Leave out any picture and return the remaining listing below exactly as given.
* * *
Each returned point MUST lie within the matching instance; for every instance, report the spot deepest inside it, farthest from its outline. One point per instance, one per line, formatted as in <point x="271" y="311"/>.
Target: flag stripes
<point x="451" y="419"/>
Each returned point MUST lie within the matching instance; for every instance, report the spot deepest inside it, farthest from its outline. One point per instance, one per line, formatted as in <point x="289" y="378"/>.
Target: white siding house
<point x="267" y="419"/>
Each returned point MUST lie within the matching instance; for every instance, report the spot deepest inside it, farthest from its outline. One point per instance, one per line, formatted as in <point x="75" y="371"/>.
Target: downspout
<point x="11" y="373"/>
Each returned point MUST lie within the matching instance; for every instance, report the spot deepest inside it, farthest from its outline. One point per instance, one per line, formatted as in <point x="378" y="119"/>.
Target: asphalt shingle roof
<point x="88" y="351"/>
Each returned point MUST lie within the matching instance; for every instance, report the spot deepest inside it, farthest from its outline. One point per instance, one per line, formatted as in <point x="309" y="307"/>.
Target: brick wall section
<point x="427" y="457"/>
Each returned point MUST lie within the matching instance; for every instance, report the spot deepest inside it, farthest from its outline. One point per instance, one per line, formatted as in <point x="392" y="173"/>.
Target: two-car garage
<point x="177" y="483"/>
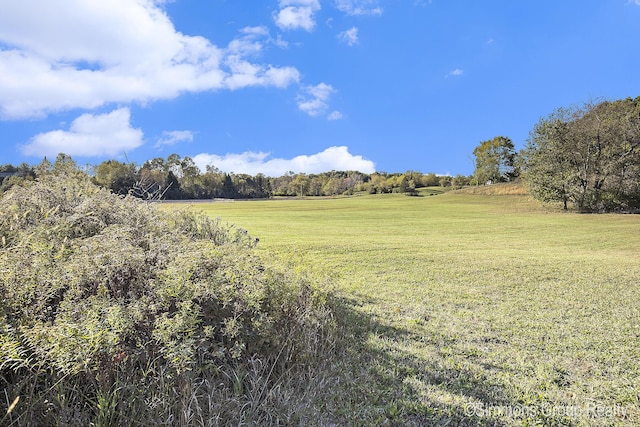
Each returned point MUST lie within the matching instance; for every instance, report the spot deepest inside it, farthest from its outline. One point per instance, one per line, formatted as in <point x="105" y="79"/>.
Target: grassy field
<point x="465" y="309"/>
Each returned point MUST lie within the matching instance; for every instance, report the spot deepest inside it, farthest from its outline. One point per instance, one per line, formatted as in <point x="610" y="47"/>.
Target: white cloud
<point x="174" y="137"/>
<point x="349" y="36"/>
<point x="89" y="135"/>
<point x="315" y="99"/>
<point x="359" y="7"/>
<point x="334" y="115"/>
<point x="85" y="54"/>
<point x="456" y="72"/>
<point x="333" y="158"/>
<point x="295" y="14"/>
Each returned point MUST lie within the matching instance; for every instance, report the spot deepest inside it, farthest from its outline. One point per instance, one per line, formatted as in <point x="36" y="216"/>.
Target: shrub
<point x="116" y="313"/>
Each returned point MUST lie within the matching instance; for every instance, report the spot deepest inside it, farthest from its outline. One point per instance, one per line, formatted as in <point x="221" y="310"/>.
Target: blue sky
<point x="301" y="85"/>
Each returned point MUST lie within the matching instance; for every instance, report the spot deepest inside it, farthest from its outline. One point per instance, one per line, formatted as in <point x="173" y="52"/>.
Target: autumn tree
<point x="588" y="156"/>
<point x="495" y="160"/>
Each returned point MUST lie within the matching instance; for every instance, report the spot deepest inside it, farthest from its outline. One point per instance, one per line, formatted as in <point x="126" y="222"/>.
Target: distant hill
<point x="500" y="189"/>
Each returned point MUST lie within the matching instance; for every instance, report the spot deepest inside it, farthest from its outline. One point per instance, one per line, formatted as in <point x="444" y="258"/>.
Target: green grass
<point x="465" y="309"/>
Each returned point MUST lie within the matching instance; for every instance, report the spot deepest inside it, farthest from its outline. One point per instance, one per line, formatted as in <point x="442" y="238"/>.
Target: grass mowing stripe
<point x="464" y="308"/>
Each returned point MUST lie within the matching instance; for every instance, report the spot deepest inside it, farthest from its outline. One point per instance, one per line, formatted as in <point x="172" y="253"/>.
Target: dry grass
<point x="466" y="309"/>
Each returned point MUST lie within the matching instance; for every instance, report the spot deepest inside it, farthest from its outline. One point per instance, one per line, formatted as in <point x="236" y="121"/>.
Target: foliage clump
<point x="114" y="312"/>
<point x="587" y="156"/>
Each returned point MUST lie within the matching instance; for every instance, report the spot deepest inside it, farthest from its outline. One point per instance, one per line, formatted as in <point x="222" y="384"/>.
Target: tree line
<point x="586" y="157"/>
<point x="178" y="178"/>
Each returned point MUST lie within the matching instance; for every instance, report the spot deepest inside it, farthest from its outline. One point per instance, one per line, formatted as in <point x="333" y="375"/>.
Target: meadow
<point x="464" y="309"/>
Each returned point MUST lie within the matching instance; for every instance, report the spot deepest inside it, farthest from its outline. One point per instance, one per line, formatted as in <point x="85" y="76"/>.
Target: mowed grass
<point x="463" y="309"/>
* * *
RESULT OF THIS EXERCISE -
Each returned point MUST lie within the matching instance; for every instance, report the spot deepest inside it, farthest from its outline. One point per instance, one per line, formatted as in <point x="271" y="311"/>.
Target: flag stripes
<point x="451" y="419"/>
Each returned point MUST lie within the matching instance; for every instance, report the spot deepest inside it, farthest from its outline. One point per instance, one per line, formatted as in <point x="289" y="378"/>.
Target: white siding house
<point x="267" y="419"/>
Each returned point MUST lie within the matching instance; for every instance, report the spot deepest inside it, farthest from its outline. One point per instance, one per line, formatted as in <point x="75" y="371"/>.
Target: downspout
<point x="11" y="373"/>
Each returned point MUST lie within the matching instance; for every instance, report the spot deepest inside it, farthest from its outline. One point per instance, one per line, formatted as in <point x="378" y="119"/>.
Target: asphalt shingle roof
<point x="88" y="351"/>
Each returned point MUST lie within the matching instance; for every instance, report the spot deepest inside it, farthest from its outline. One point per instance, one per line, formatted as in <point x="309" y="307"/>.
Target: brick wall section
<point x="427" y="457"/>
Each returned point MUST lie within the matching instance; for every instance, report the spot deepest inside it, farthest from its outline. One point per instance, one per line, formatted as in <point x="392" y="173"/>.
Target: two-car garage
<point x="177" y="483"/>
Each returned point MUST lie within the matching instance; for every instance, report the spot deepest inside it, farthest from its outline. One point per instance, one per line, formatted as in <point x="105" y="79"/>.
Target: grassy field
<point x="465" y="309"/>
Each returned point MUST lie within the matching instance; for every instance, report the spot deepest inside it, farthest from its outline. One point per instance, one per line, formatted as in <point x="610" y="47"/>.
Target: white cloud
<point x="174" y="137"/>
<point x="349" y="36"/>
<point x="89" y="135"/>
<point x="315" y="99"/>
<point x="359" y="7"/>
<point x="334" y="115"/>
<point x="85" y="54"/>
<point x="456" y="72"/>
<point x="333" y="158"/>
<point x="295" y="14"/>
Each returned point MUST lie within the matching instance; for every instance, report the spot deepest inside it, farthest from its outline. One point per instance, one per line, formatted as in <point x="36" y="216"/>.
Target: shrub
<point x="116" y="313"/>
Each returned point MUST lie within the matching instance; for every instance, report the spot deepest inside it, farthest from its outline. One point per instance, one per line, formatted as in <point x="221" y="310"/>.
Target: blue sky
<point x="301" y="85"/>
Each returned point MUST lie within the matching instance; for every instance, report the spot deepest inside it, farthest from its outline. One point per instance, one per line, formatted as in <point x="173" y="52"/>.
Target: autumn tree
<point x="588" y="156"/>
<point x="495" y="160"/>
Each returned point MUST lie within the matching instance; for every instance, report the spot deepest inside it, farthest from its outline. One point per instance, one per line, formatted as in <point x="126" y="222"/>.
Target: distant hill
<point x="500" y="189"/>
Each returned point MUST lie within the matching instance; for every instance, report the spot deepest inside it, farthest from its outline. One point per instance, one per line, formatted as in <point x="444" y="258"/>.
Target: green grass
<point x="465" y="309"/>
Each returned point MUST lie within the matching instance; for every instance, report the spot deepest inside it, farthest from its outline. One point per instance, one per line, formatted as in <point x="442" y="238"/>.
Target: grass mowing stripe
<point x="464" y="308"/>
Each returned point MUST lie within the matching instance; for every instance, report the spot deepest inside it, farthest from its outline. One point per instance, one per line, formatted as in <point x="172" y="253"/>.
Target: dry grass
<point x="466" y="309"/>
Each returned point MUST lie within the matching instance; for every instance, report the spot deepest inside it, farthest from its outline. One point per instance, one per line, formatted as in <point x="236" y="121"/>.
Target: foliage clump
<point x="114" y="312"/>
<point x="587" y="156"/>
Each returned point MUST lie within the matching instance; for every instance, report the spot deepest inside it, farthest from its outline. One point per instance, one per line, formatted as in <point x="222" y="384"/>.
Target: tree line
<point x="586" y="157"/>
<point x="178" y="178"/>
Each returned point MUST lie within the matching instance; for every instance, report the spot deepest inside it, farthest from its outline. One point per instance, one per line, formatted as in <point x="333" y="375"/>.
Target: meadow
<point x="464" y="309"/>
Each returned point MUST lie within the matching instance; for every instance, report the spot deepest inside it, farthest from its outline. One point per instance, one per line, formatted as in <point x="85" y="76"/>.
Target: mowed grass
<point x="463" y="309"/>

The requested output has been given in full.